## Task statement
Write the next passage of the opinion piece on Trump's claims about the economy, picking up after its final sentence.

## Text shown
+--

Despite such recklessness, the economy is humming, and that’s a good thing. So why can’t Trump ride the wave without lying about it? What in his hagridden brain drives him to make claims so easily debunked? To wit: He claimed he “turned the economy around.” Had he done so, to a robust economy growing steadily when he took over, he’d have tanked it, which, thankfully, he didn’t. 
So what’s the point of saying something like that? And then, because lie father, lie son, Don Jr. said there was never a quarter with such high GDP growth under Obama. There were several. Nor, as junior claimed, is it true that Obama never saw growth higher than two-percent. 
As with the difference between debt and deficit, many people misunderstand how quarterly growth rates differ from annual ones. But people at high levels of government surely know, so what they claimed aren’t mistakes, they’re lies. It’s what they do. Because it’s what their diehards want, I guess. I don’t get it, but the evidence is everywhere.  
One wonders who exactly is benefitting from the growth spurt. Can those who regularly inform me of their displeasure with my writing point to something specific that’s better for them? For sure, the very wealthy can. But regular folks? Continuing an eight-year trend, many have gotten jobs, more than have lost them because of tariffs and the increased pace of outsourcing. The poor, though, especially the working poor, are undeniably worse off, caught as they are in the backwash of money flowing upward at the expense of programs that were helping them. Likewise, people with pre-existing medical conditions and those on Medicaid. And auto workers.   
While still enjoying the record profits begun under Obama, affected businesses are passing the costs of Trump’s tariffs to consumers. Other than a couple of highly-touted but isolated, brief, and minimalist boni showily handed to employees, wages are stagnant as Trump’s upside-down tax breaks are being used for enormous CEO payouts, stock buy-backs, and investor profits.  
Yet this selective economic goodness is seen, by those whose lives aren’t and won’t be improved, as justifying their glorification of Trump. It’s like his lies: in the long run they harm everyone, but are loved by Trumpists for their own dark reasons. It’s a safe assumption that when the economy tanks, as economies are wont to do, especially under pressure from massive deficits, the cultists will love him even more. Call it the Shockhome Syndrome.

+--

## Input data

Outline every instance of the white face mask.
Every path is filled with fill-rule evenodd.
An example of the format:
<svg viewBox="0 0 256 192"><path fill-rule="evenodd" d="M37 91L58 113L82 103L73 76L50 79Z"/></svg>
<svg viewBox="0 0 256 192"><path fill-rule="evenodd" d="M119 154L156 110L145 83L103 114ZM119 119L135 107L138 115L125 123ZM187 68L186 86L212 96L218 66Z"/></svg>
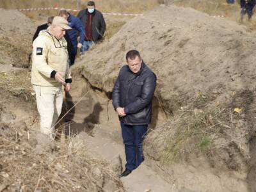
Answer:
<svg viewBox="0 0 256 192"><path fill-rule="evenodd" d="M92 13L94 12L94 8L88 8L88 10L90 13Z"/></svg>

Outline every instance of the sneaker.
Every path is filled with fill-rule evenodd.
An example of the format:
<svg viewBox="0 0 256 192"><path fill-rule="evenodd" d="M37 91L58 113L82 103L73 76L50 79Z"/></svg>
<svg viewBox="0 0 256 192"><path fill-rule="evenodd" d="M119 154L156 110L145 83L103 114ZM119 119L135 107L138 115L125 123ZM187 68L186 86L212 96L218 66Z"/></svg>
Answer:
<svg viewBox="0 0 256 192"><path fill-rule="evenodd" d="M121 175L118 175L118 177L126 177L128 175L129 175L131 172L132 172L132 170L128 170L128 169L125 169L124 170L124 172Z"/></svg>

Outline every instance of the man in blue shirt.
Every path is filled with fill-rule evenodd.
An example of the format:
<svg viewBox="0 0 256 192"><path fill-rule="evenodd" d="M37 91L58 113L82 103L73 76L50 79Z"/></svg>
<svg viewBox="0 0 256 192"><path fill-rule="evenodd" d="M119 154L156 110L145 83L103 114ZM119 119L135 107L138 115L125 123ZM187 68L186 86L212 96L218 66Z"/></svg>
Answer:
<svg viewBox="0 0 256 192"><path fill-rule="evenodd" d="M84 43L85 29L83 26L80 19L79 19L77 17L69 13L66 10L60 10L59 16L61 16L67 20L69 26L72 29L72 30L67 31L72 44L72 49L70 51L70 53L68 54L69 64L70 65L72 65L75 62L77 48L81 49ZM79 34L79 42L77 42L77 31Z"/></svg>

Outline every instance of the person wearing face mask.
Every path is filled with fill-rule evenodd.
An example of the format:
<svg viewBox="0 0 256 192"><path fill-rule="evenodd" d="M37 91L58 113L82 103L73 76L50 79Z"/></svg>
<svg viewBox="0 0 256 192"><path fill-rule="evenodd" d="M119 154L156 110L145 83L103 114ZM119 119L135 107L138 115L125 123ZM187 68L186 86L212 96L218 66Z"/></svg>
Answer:
<svg viewBox="0 0 256 192"><path fill-rule="evenodd" d="M125 177L144 161L143 141L151 122L152 101L156 76L143 62L140 52L126 54L127 64L121 68L113 88L113 106L120 121L126 164L119 177Z"/></svg>
<svg viewBox="0 0 256 192"><path fill-rule="evenodd" d="M33 43L31 84L36 93L41 132L54 138L54 126L62 108L62 86L68 92L72 77L68 65L66 31L72 28L56 16Z"/></svg>
<svg viewBox="0 0 256 192"><path fill-rule="evenodd" d="M85 28L85 38L81 54L89 50L93 43L102 38L106 31L106 22L103 15L95 9L95 4L92 1L87 3L87 8L80 11L77 15Z"/></svg>

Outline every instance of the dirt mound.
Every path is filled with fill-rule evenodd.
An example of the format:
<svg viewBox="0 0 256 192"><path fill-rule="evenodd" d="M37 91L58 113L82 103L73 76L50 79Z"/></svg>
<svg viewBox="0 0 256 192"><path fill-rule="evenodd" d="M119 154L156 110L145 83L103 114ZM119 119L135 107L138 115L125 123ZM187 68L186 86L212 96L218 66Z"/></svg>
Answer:
<svg viewBox="0 0 256 192"><path fill-rule="evenodd" d="M29 67L28 55L36 26L25 15L0 8L0 64Z"/></svg>
<svg viewBox="0 0 256 192"><path fill-rule="evenodd" d="M169 169L164 177L180 186L246 191L255 143L254 36L234 22L189 8L159 7L128 22L88 52L74 71L85 79L86 89L94 91L88 105L105 97L107 116L115 115L108 105L114 81L126 52L140 51L157 76L152 128L169 119L148 135L148 155ZM81 96L85 90L81 92ZM175 166L175 162L184 165ZM249 188L253 179L248 179ZM232 184L237 180L237 185Z"/></svg>
<svg viewBox="0 0 256 192"><path fill-rule="evenodd" d="M38 132L35 109L24 109L30 104L12 104L0 103L1 191L123 191L109 164L87 153L83 133L52 141Z"/></svg>

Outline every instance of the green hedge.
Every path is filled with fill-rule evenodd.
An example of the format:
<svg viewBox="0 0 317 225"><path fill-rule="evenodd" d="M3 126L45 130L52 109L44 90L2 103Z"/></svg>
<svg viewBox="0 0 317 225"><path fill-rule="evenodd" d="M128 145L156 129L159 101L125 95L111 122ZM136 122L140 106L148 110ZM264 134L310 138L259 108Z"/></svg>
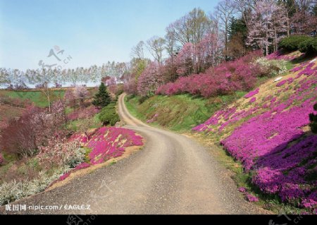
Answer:
<svg viewBox="0 0 317 225"><path fill-rule="evenodd" d="M99 115L99 119L104 126L114 126L116 123L120 121L119 116L116 110L116 103L110 103L106 107L102 108Z"/></svg>
<svg viewBox="0 0 317 225"><path fill-rule="evenodd" d="M301 52L317 53L317 38L310 37L309 39L299 44L299 50Z"/></svg>
<svg viewBox="0 0 317 225"><path fill-rule="evenodd" d="M281 39L278 46L287 51L296 51L299 49L301 43L312 38L306 35L292 35Z"/></svg>

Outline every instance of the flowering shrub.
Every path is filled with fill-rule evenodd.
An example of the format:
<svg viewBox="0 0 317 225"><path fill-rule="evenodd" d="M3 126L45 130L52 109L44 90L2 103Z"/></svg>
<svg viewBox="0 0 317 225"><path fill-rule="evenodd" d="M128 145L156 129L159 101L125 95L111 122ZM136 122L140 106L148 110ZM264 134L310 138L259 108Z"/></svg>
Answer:
<svg viewBox="0 0 317 225"><path fill-rule="evenodd" d="M99 112L99 109L94 106L87 108L80 108L75 110L67 115L67 118L70 121L76 121L80 118L87 118L94 116Z"/></svg>
<svg viewBox="0 0 317 225"><path fill-rule="evenodd" d="M260 89L257 88L255 90L251 91L249 93L247 93L247 95L245 95L244 97L246 99L251 97L254 96L255 95L258 94L259 90L260 90Z"/></svg>
<svg viewBox="0 0 317 225"><path fill-rule="evenodd" d="M287 83L287 80L281 80L281 81L280 81L279 83L278 83L277 84L276 84L276 87L281 87L281 86L282 86L285 83Z"/></svg>
<svg viewBox="0 0 317 225"><path fill-rule="evenodd" d="M158 117L158 114L155 114L154 116L153 116L153 117L151 119L148 119L147 121L147 123L153 123L154 121L154 120L156 118L156 117Z"/></svg>
<svg viewBox="0 0 317 225"><path fill-rule="evenodd" d="M61 174L68 169L68 167L61 167L55 169L51 175L45 171L41 171L38 178L32 181L18 182L13 180L3 182L0 186L0 205L43 191L52 181L56 180Z"/></svg>
<svg viewBox="0 0 317 225"><path fill-rule="evenodd" d="M291 61L297 57L300 57L302 55L303 55L303 54L302 54L299 56L298 56L297 54L289 55L289 54L285 54L282 51L274 51L274 52L270 54L268 56L267 56L266 59L268 59L269 60L278 59L278 60Z"/></svg>
<svg viewBox="0 0 317 225"><path fill-rule="evenodd" d="M156 94L189 93L209 97L238 90L249 90L254 87L260 71L259 67L251 63L259 55L259 51L252 52L236 61L210 68L204 73L181 77L175 83L159 87Z"/></svg>
<svg viewBox="0 0 317 225"><path fill-rule="evenodd" d="M77 140L52 139L49 145L39 147L37 156L41 162L49 162L54 165L74 168L85 159L85 150Z"/></svg>
<svg viewBox="0 0 317 225"><path fill-rule="evenodd" d="M252 183L266 193L279 195L283 202L310 209L317 207L317 136L307 135L302 128L309 124L309 113L317 114L313 108L317 99L317 74L316 71L313 75L302 71L313 66L306 63L299 69L294 68L292 72L306 76L280 82L276 86L285 86L280 97L257 97L256 104L248 109L219 110L193 128L221 135L230 126L232 131L220 142L246 171L251 171ZM277 92L278 87L274 88ZM271 91L274 93L274 90ZM259 92L250 92L245 98Z"/></svg>
<svg viewBox="0 0 317 225"><path fill-rule="evenodd" d="M72 140L80 140L84 146L92 150L89 154L91 164L120 157L127 147L143 145L142 137L134 131L116 127L99 128L89 140L79 135L73 135Z"/></svg>
<svg viewBox="0 0 317 225"><path fill-rule="evenodd" d="M260 66L261 73L266 76L277 75L287 71L287 61L284 59L276 60L262 57L258 59L255 63Z"/></svg>
<svg viewBox="0 0 317 225"><path fill-rule="evenodd" d="M249 103L254 102L256 100L256 98L255 97L252 97L250 101L249 101Z"/></svg>

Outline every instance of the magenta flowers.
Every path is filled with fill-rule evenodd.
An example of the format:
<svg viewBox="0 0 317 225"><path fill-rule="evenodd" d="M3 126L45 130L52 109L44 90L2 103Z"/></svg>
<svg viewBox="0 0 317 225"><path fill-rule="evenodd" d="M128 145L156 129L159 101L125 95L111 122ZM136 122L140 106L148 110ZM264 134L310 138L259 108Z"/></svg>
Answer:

+--

## Answer to this task
Here’s another safe bet: after months of being assured there was “no collusion” with Russia, Trumpists will be unbothered by the sudden, hoofbeat-hearing switch to “It’s not a crime.” Or, “There was no meeting before the meeting, and the ‘president’ didn’t attend it.” Or, as we’ve already seen, tapes proving the “fake news” that Trump agreed to pay off yet another playmate wasn’t fake at all. For loyalists, brazen lying has become a non-issue.  
At some point, you’d think it’d sink in that what Trump calls “fake news” is true unless proven otherwise. Nope, not for the cultists, to whom the obvious dangers of a constantly lying “president” will never occur. For everyone else -- people, that is, who see the forest and the trees -- the inability to trust a leader on critical issues because he lies about everything, is a serious matter.  
No collusion. No interference. Fake news.  
We know Russians gained entry to some voting machines, and we’ve just witnessed how easy it is to obtain complete control. Seventy-seven-thousand votes out of 135 million, changed, deleted, or influenced by trolls, is all it would have taken. 
Sounding panicky, Trump just demanded Sessions immediately end Mueller’s “rigged” investigation, while, ironically, declaring Democrats would get rid of law enforcement. His latest rally, ominously including deranged Q-Anon believers, was the ugliest yet toward journalists. 
Too many people refuse to acknowledge the peril of Trump’s perfidious, hate-mongering demagoguery. Does good economic news justify ignoring it? Decide. We’re at a crossroads.